## Given text
A solar farm on the Isle of Wight, off the southern coast of England. For such projects to be viable without government support, some additional boxes will have to be ticked.
Source: Lightsource BP

Solar developers in the U.K. are assembling pipelines of unsubsidized projects after the country's government phased out its supportive subsidy schemes. But the business case for the next wave of plants will include some caveats.

The rainy islands boast Europe's third-largest installed solar capacity at around 13 GW — behind only Germany, with 45.9 GW, and Italy, with 19.9 GW — thanks to generous government support throughout much of the 2010s. The U.K.'s total is more than double that of Spain, where conditions for solar generation are significantly better.

"Solar came from nowhere in the U.K.," said Ian McCarlie, partner at law firm Pinsent Masons LLP, who has advised on renewables projects in the U.K. since the early days of the sector. The country's subsidy schemes attracted investment from far and wide and "because the cost of infrastructure came down with the influx of supply from South East Asia, all of a sudden we had this absolute solar race," he added.

Solar deployment mushroomed, sparking a flurry of secondary market M&A deals. Institutional investors began snapping up solar farm portfolios — seen as low-risk assets with stable cash flows — and the increased competition sent asset valuations climbing.

But then the government started whittling down subsidies. It ended support for utility-scale projects above 5 MW in 2015, and by 2019, subsidies for projects of all sizes had been closed down. "That created shocks in the market," McCarlie said.

SNL Image

Questions over viability

After this market disruption, the U.K. solar industry is now on the comeback trail. McCarlie and Gareth Phillips, another partner at Pinsent Masons, are bullish on the prospects for unsubsidized solar development in the country, and see the business case boosted by significant cost reductions and improvements in technology.

"We've now got solar projects being set up in the darkest parts of Scotland, because of the more efficient panels," Phillips said. "That is making subsidy-free projects viable."

But while technology costs are declining, Paul Saugier, senior research analyst at think tank Aurora Energy Research Ltd., said that without subsidies, "solar on a standalone basis is not viable yet," adding that projects co-located with battery storage can make economic sense, as those sites are more cost-effective. Land can be used more efficiently, he argued, and the batteries can help boost returns at times of over- or undersupply of solar by either storing or dispatching the power.

For co-located projects, timing is important. Foresight Group, one of the U.K.'s largest renewables investors, is not yet invested in standalone subsidy-free solar projects in the U.K., and initially expects projects to be designed in a way that allows a battery connection in the future. "The battery would come later, since prices need to fall to make the case economical," said Ricardo Piñeiro, partner at Foresight Group LLP, in an email.

The size of the project matters, too. While scale offers benefits and efficiencies in unsubsidized solar ventures, 50 MW would be a feasible size, Piñeiro said. Larger projects require more complex planning processes that can take up to three years, since they are assessed by the national government rather than local authority.

Foresight is reviewing investment opportunities in the U.K. for unsubsidized solar and such projects will become a reality eventually, Piñeiro said. They are "just not economically viable yet," he added.

## Data excerpt
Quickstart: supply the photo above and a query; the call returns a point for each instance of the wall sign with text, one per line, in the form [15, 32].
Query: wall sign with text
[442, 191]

## Directions
(a) Answer these from the article on U.K. solar:
(i) What is the U.K.'s installed solar capacity?
(ii) In what year did support end for utility-scale projects above 5 MW?
(iii) What project size did Piñeiro call feasible?
(b) Carry the article on U.K. solar further, starting after its final sentence.
The material is irrelevant here.

## Written answers
(a)
(i) Around 13 GW.
(ii) 2015.
(iii) 50 MW.

(b)
Raised risk profile

Without government subsidies, having exposure to wholesale power prices raises the risk profile of unsubsidized projects, although Phillips said developers are confident about the direction of power prices, and in parts of the equity community there is appetite for merchant risk.

Zosia Riesner, head of corporate power purchase agreements, or PPAs, at solar developer Lightsource BP Renewable Energy Investments Ltd., sees PPAs as a key aspect of project financing, although the company also looks for some merchant exposure in its projects. "Having an element of price certainty is important for many lenders still," she said. "I think it's a balance."

The exposure to market price risk is usually hedged by having a portfolio of subsidized assets sitting alongside unsubsidized projects, especially where investors deploy funds specifically for solar power. Hedging can be thought of laterally as well, said Saugier, by diversifying across different renewables technologies or even by including gas assets.

Still, scoring a deal with a corporate offtaker who signs a PPA for a number of years and guarantees a certain price for the power is seen as a big win for subsidy-free ventures. "If you've got a corporate with a strong balance sheet behind your project, that's a good story to tell your bank," McCarlie said.

"PPAs are a very good option," Saugier said. "A floor price [PPA] protects from price cannibalization risk," he said, which arises when a large amount of power is dispatched onto the grid at once, weighing on the power price.

While she still sees significant demand from corporate offtakers, Riesner said that until the market matures and more big buyers enter the fray, "you have to be innovative about how you sell the power," for example by selling it indirectly to smaller offtakers through utilities. "It's not straightforward," she said.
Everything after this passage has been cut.